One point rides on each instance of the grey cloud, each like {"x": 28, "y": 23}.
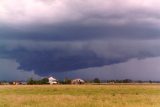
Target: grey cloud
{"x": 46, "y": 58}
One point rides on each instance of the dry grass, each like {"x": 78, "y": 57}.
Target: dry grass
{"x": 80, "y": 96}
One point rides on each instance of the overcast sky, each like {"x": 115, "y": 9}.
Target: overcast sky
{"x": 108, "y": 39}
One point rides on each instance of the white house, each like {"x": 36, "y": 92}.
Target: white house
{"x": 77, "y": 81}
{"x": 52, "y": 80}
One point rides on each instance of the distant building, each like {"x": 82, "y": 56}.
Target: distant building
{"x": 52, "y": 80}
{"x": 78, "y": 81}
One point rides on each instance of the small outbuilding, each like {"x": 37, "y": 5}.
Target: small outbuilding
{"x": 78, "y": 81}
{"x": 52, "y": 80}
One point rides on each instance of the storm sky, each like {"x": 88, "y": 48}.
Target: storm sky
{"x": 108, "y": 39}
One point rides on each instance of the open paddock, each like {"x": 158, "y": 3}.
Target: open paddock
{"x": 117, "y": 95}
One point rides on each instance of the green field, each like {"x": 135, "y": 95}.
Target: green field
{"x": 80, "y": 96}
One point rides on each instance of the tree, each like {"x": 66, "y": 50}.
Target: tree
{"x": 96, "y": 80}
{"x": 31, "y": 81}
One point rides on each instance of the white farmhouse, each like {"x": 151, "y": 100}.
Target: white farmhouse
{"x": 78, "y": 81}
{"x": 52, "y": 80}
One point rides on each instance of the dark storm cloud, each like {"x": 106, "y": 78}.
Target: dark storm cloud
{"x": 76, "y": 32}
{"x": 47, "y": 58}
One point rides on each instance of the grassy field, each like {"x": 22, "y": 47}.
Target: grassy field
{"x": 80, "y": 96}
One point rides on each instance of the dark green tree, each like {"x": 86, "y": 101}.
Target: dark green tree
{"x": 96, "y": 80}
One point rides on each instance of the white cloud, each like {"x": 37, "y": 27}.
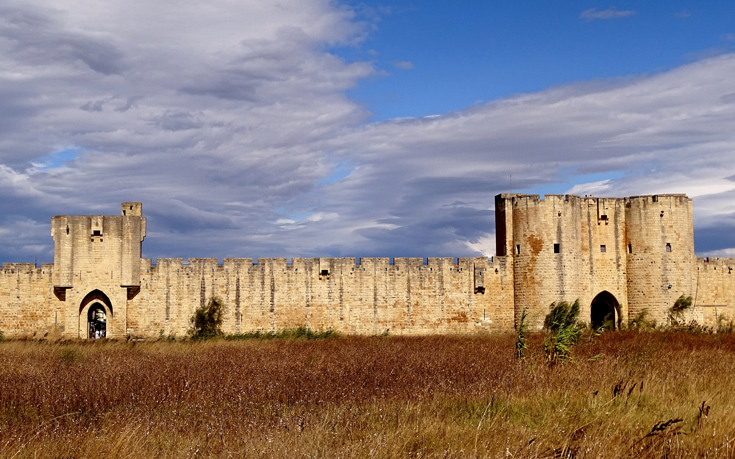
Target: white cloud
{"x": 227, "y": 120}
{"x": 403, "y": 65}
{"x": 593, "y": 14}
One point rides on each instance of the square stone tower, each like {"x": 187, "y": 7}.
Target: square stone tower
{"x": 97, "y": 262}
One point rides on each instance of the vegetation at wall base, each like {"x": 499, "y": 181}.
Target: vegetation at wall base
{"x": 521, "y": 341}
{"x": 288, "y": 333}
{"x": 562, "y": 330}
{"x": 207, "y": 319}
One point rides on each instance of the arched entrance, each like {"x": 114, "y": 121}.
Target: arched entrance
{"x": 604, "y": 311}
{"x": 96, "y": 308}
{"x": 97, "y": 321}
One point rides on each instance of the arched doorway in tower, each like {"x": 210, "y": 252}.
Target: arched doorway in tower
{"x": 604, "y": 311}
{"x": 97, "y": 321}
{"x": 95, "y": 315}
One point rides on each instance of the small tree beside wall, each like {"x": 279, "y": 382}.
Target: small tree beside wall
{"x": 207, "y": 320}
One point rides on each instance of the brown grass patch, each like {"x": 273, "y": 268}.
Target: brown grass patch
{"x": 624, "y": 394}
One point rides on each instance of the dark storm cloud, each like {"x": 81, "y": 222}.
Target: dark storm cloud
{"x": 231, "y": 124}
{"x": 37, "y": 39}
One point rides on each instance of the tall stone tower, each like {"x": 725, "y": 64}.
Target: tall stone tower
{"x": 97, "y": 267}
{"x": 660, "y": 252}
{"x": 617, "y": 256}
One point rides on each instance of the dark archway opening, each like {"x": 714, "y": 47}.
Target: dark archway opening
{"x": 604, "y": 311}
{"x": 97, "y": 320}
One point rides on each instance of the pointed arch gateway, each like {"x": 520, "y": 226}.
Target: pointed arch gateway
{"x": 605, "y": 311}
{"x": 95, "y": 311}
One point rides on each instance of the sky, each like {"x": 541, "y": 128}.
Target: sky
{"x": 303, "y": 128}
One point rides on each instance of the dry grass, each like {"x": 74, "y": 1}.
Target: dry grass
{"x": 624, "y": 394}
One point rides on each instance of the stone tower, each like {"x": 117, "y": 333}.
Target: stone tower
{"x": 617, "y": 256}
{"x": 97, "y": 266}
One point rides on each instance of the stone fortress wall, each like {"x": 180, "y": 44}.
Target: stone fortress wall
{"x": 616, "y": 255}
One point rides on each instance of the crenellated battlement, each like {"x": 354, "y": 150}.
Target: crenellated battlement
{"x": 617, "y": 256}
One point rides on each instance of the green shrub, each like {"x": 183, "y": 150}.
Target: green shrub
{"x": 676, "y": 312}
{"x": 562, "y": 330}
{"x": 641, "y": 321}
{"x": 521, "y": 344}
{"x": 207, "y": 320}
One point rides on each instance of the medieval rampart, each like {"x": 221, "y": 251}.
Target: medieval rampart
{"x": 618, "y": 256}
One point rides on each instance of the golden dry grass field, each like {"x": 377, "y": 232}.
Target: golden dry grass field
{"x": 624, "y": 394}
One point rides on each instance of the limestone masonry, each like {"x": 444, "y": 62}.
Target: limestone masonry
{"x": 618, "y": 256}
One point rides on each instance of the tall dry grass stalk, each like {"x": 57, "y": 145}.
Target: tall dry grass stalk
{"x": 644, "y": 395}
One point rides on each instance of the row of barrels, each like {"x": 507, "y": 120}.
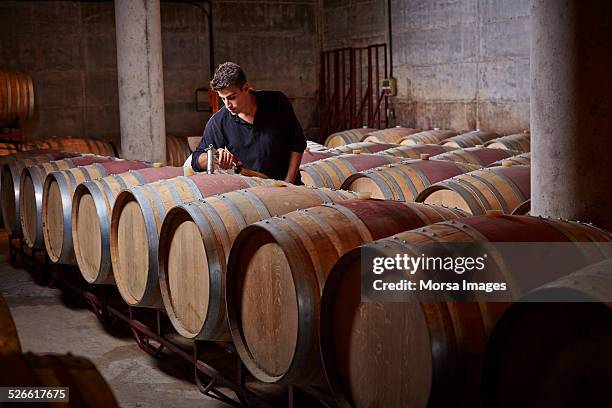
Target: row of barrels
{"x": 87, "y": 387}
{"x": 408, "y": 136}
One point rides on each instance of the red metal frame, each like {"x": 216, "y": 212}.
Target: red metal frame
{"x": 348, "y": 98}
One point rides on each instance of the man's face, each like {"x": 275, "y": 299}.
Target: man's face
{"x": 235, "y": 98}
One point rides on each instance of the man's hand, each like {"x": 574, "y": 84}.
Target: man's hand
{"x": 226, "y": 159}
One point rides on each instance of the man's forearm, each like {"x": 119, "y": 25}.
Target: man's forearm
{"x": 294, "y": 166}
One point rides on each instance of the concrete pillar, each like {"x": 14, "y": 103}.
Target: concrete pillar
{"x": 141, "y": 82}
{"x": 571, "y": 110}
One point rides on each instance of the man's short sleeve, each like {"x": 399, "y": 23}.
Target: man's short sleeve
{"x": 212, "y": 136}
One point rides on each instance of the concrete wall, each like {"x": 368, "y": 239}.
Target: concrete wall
###
» WORK TO BE COMPLETED
Output the listing exactly, pictures excluded.

» REPLY TO THE TASK
One point rides on each instance of the grey cloud, each like {"x": 28, "y": 23}.
Target: grey cloud
{"x": 46, "y": 58}
One point rides on each instance of the dry grass, each like {"x": 78, "y": 57}.
Target: dry grass
{"x": 80, "y": 96}
One point rides on each instance of the overcast sky, each like {"x": 115, "y": 9}.
Target: overcast sky
{"x": 108, "y": 39}
One point rides on each instance of the white house, each like {"x": 36, "y": 92}.
Target: white house
{"x": 77, "y": 81}
{"x": 52, "y": 80}
One point rides on each instance of the distant building, each like {"x": 82, "y": 56}.
Target: distant building
{"x": 52, "y": 80}
{"x": 78, "y": 81}
One point rides on each instance of the small outbuilding, each like {"x": 37, "y": 5}.
Target: small outbuilding
{"x": 78, "y": 81}
{"x": 52, "y": 80}
One point rides on each instance of the storm sky, each like {"x": 88, "y": 48}.
Target: storm sky
{"x": 108, "y": 39}
One point rides on each instance of the open paddock, each like {"x": 158, "y": 3}.
Target: open paddock
{"x": 117, "y": 95}
One point rides on each instance of the green field, each like {"x": 135, "y": 95}.
Target: green field
{"x": 80, "y": 96}
One point rides on each instance of the tree, each like {"x": 66, "y": 50}.
Target: tree
{"x": 96, "y": 80}
{"x": 31, "y": 81}
One point rides on each instance of the white farmhouse, each like {"x": 151, "y": 100}.
Target: white farmhouse
{"x": 78, "y": 81}
{"x": 52, "y": 80}
One point rides on each instance of the dark storm cloud, each like {"x": 106, "y": 78}.
Target: dark storm cloud
{"x": 76, "y": 32}
{"x": 47, "y": 58}
One point rides on each instance of the grassy field, each like {"x": 22, "y": 47}.
Target: grassy field
{"x": 80, "y": 96}
One point rides on each instance of the dark green tree, each like {"x": 86, "y": 101}.
Target: dark green tree
{"x": 96, "y": 80}
One point rides on each instance of the white cloud, each like {"x": 37, "y": 27}.
Target: white cloud
{"x": 227, "y": 120}
{"x": 403, "y": 65}
{"x": 593, "y": 14}
One point rides on each instance of the square stone tower, each like {"x": 187, "y": 7}.
Target: square stone tower
{"x": 97, "y": 262}
One point rides on each instance of the vegetation at wall base, each like {"x": 499, "y": 181}.
Target: vegetation at wall base
{"x": 521, "y": 341}
{"x": 288, "y": 333}
{"x": 562, "y": 330}
{"x": 207, "y": 319}
One point rides on each instance of the arched entrance, each like {"x": 114, "y": 121}.
Target: arched entrance
{"x": 604, "y": 311}
{"x": 96, "y": 308}
{"x": 97, "y": 321}
One point rides on each instance of the arched doorway in tower, each like {"x": 210, "y": 252}.
Target: arched doorway in tower
{"x": 604, "y": 311}
{"x": 97, "y": 321}
{"x": 95, "y": 315}
One point rides on each instance of the small tree beside wall, each like {"x": 279, "y": 382}.
Target: small tree beside wall
{"x": 207, "y": 320}
One point rides on each instance of the brown grass patch, each like {"x": 273, "y": 268}.
Target: brown grass patch
{"x": 624, "y": 394}
One point rides on each instance of the dark storm cloud, each like {"x": 81, "y": 222}.
Target: dark storm cloud
{"x": 231, "y": 124}
{"x": 37, "y": 39}
One point rides on each instance of the tall stone tower, each like {"x": 725, "y": 64}.
Target: tall stone tower
{"x": 97, "y": 267}
{"x": 660, "y": 252}
{"x": 617, "y": 256}
One point rides on each instance of the dark archway opening, each like {"x": 714, "y": 47}.
Target: dark archway opening
{"x": 604, "y": 311}
{"x": 97, "y": 320}
One point rides on each instance of the pointed arch gateway, each like {"x": 520, "y": 226}.
Target: pointed arch gateway
{"x": 605, "y": 311}
{"x": 95, "y": 311}
One point rides on each instance of the sky, each like {"x": 541, "y": 128}.
Target: sky
{"x": 303, "y": 128}
One point rides on each instance of the dry grass, each like {"x": 74, "y": 1}.
Target: dry grass
{"x": 624, "y": 394}
One point rides on each instance of the stone tower, each like {"x": 117, "y": 333}.
Target: stone tower
{"x": 617, "y": 256}
{"x": 97, "y": 266}
One point rides on each instance of the stone fortress wall, each like {"x": 180, "y": 44}.
Target: stone fortress wall
{"x": 616, "y": 255}
One point rides on each instance of the crenellated battlement, each like {"x": 354, "y": 150}.
Target: crenellated battlement
{"x": 617, "y": 256}
One point rides on each instance of the green shrub, each like {"x": 183, "y": 150}.
Target: green shrub
{"x": 676, "y": 312}
{"x": 562, "y": 330}
{"x": 641, "y": 321}
{"x": 521, "y": 344}
{"x": 207, "y": 320}
One point rides on each instance of the medieval rampart, each like {"x": 221, "y": 251}.
Target: medieval rampart
{"x": 618, "y": 256}
One point rides on each instance of the golden dry grass field, each like {"x": 377, "y": 232}.
Target: golden dry grass field
{"x": 624, "y": 394}
One point rides on each instance of the limestone masonry, each like {"x": 444, "y": 62}.
Target: limestone masonry
{"x": 618, "y": 256}
One point rides on each instance of the tall dry grass stalk, each like {"x": 57, "y": 145}.
Target: tall dry grass stalk
{"x": 644, "y": 395}
One point rides on each instance of the row of barrels, each like {"x": 507, "y": 120}.
Target: row of barrels
{"x": 87, "y": 387}
{"x": 408, "y": 136}
One point rides on each instance of the red metal frame, each like {"x": 216, "y": 212}.
Target: red metal frame
{"x": 348, "y": 98}
One point rides on each instance of the man's face, each like {"x": 275, "y": 299}.
Target: man's face
{"x": 235, "y": 98}
One point rides on each instance of the man's hand, each like {"x": 574, "y": 84}.
Target: man's hand
{"x": 226, "y": 159}
One point rides on each instance of the man's forearm, each like {"x": 119, "y": 25}.
Target: man's forearm
{"x": 294, "y": 166}
One point rides on each instance of the concrete pillar, each like {"x": 14, "y": 103}.
Target: concrete pillar
{"x": 141, "y": 82}
{"x": 571, "y": 110}
One point rides on each instance of the man's short sleeve, each like {"x": 399, "y": 23}.
Target: man's short sleeve
{"x": 212, "y": 136}
One point rides on each instance of the concrete wall, each like {"x": 368, "y": 239}.
Target: concrete wall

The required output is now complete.